--- WRITTEN TASK ---
Render the items below, from the line containing "like [317, 293]." through the final line of the items (both included), as a Markdown table with columns "Entry" and "Content". Number each row and omit blank lines.

________________

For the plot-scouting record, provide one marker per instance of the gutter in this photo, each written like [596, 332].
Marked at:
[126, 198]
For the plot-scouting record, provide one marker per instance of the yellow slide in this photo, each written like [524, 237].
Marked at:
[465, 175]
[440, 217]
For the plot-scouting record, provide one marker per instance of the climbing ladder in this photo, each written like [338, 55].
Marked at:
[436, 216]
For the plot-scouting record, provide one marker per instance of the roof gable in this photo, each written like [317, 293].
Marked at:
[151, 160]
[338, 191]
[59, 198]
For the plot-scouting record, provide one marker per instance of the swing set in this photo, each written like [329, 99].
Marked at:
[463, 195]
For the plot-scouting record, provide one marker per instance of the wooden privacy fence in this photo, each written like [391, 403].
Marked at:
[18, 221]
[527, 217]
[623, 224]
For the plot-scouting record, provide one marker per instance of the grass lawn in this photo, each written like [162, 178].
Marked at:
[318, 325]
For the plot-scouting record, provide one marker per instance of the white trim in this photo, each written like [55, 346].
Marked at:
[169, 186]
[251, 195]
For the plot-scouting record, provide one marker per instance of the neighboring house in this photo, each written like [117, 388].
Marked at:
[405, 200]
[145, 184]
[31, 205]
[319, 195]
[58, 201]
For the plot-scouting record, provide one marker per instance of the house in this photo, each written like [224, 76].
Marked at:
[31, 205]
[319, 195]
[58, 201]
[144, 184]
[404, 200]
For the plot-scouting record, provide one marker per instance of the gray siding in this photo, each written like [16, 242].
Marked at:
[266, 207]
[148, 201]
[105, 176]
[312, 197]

________________

--- OUTPUT OF THE TASK ---
| Entry | Content |
|---|---|
| 1 | For the plot-scouting record, provide one marker per instance of the roof gable in this photo, each written like [317, 293]. |
| 2 | Marked at: |
| 3 | [151, 160] |
| 4 | [338, 191] |
| 5 | [59, 198] |
| 6 | For the plot-scouting record, provide one marker per instance of the swing set in this photo, each written like [329, 99]. |
| 7 | Marked at: |
| 8 | [463, 195] |
| 9 | For the plot-scouting record, provide one marker per instance of the wooden privacy fence in this photo, each written like [391, 403]. |
| 10 | Marked at: |
| 11 | [18, 221] |
| 12 | [527, 217] |
| 13 | [623, 224] |
| 14 | For the plot-scouting record, provide one marker per instance of the grass lawn in this photo, each written like [162, 178]. |
| 15 | Marked at: |
| 16 | [318, 325] |
| 17 | For the plot-scouting record, provide one marker per instance of the white trim in this photo, each written like [55, 346]. |
| 18 | Marked at: |
| 19 | [169, 186] |
| 20 | [251, 195] |
| 21 | For the plot-scouting record, provide one marker per instance of the neighboring house in this photo, each written like [117, 388]. |
| 22 | Marked at: |
| 23 | [405, 200] |
| 24 | [145, 184] |
| 25 | [31, 205] |
| 26 | [319, 195] |
| 27 | [58, 201] |
| 28 | For the plot-scouting record, provide one marker per instance of the house in this photo, each written like [224, 76]. |
| 29 | Marked at: |
| 30 | [31, 205] |
| 31 | [319, 195] |
| 32 | [58, 201] |
| 33 | [144, 184] |
| 34 | [404, 200] |
| 35 | For the plot-scouting record, provide one marker per instance of the gray siding in this photo, each written like [16, 242]. |
| 36 | Marked at: |
| 37 | [266, 207] |
| 38 | [148, 201] |
| 39 | [105, 176] |
| 40 | [312, 197] |